┏━━
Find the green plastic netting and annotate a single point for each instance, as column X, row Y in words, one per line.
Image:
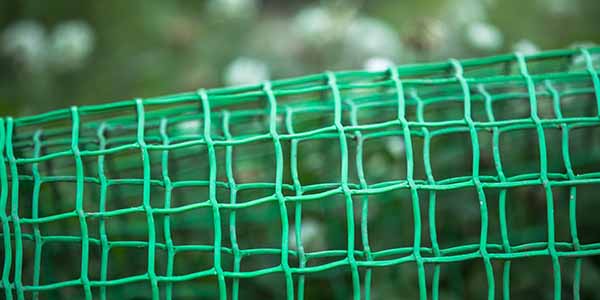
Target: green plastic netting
┗━━
┏━━
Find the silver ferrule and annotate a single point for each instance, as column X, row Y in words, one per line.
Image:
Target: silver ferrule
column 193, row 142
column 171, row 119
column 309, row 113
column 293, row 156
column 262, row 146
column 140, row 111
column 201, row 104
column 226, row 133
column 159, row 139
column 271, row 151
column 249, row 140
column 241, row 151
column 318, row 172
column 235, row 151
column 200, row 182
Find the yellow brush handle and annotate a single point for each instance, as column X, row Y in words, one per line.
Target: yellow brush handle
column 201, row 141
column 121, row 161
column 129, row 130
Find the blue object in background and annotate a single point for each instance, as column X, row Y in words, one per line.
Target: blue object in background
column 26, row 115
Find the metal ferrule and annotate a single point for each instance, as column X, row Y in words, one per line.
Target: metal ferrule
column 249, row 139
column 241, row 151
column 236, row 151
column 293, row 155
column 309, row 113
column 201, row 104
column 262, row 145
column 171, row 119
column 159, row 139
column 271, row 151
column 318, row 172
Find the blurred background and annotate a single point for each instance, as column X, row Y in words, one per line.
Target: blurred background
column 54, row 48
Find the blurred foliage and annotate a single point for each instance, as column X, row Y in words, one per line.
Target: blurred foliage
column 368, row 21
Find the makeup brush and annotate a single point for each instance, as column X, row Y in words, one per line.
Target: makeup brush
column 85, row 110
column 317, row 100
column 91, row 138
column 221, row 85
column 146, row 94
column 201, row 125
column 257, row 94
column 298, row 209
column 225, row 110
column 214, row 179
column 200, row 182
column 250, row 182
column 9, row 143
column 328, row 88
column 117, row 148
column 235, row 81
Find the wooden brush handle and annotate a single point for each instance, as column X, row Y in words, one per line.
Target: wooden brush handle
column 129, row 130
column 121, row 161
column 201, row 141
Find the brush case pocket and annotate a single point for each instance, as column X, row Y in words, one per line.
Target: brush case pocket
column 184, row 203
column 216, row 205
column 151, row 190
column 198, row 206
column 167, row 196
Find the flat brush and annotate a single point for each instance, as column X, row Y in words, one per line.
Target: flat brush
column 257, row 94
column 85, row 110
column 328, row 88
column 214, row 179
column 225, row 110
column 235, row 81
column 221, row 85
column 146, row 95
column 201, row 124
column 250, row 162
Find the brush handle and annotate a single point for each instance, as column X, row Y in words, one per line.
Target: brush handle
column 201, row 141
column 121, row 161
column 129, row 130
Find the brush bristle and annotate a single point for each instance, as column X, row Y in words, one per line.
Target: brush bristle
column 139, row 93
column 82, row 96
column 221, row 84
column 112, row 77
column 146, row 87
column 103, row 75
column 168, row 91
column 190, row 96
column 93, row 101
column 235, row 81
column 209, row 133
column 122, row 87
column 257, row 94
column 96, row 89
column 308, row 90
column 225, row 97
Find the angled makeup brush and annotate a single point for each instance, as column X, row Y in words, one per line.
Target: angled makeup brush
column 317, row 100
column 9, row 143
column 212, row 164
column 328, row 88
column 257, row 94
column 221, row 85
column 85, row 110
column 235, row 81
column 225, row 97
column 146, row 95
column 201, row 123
┗━━
┏━━
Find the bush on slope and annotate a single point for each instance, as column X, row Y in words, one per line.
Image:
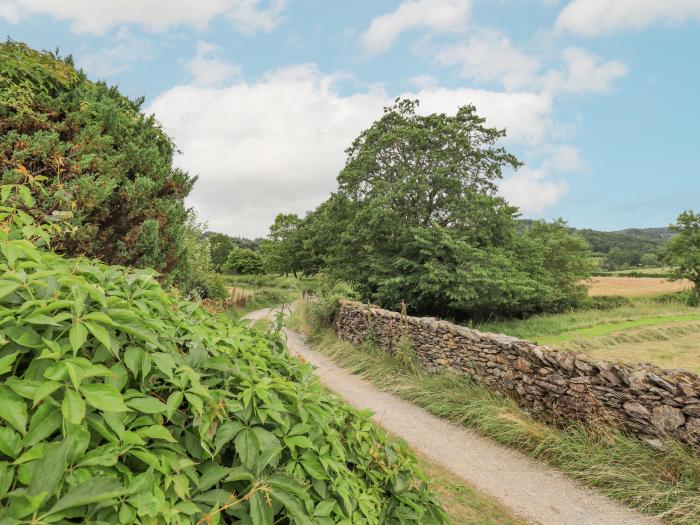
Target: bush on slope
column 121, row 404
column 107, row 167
┗━━
> [Task instructions] Pull out every line holding "plastic" from the records above, and copy it.

> [Finished exercise]
Find the green plastic netting and annotate a single point for each instance, as column X, row Y in words, one per line.
Target: green plastic netting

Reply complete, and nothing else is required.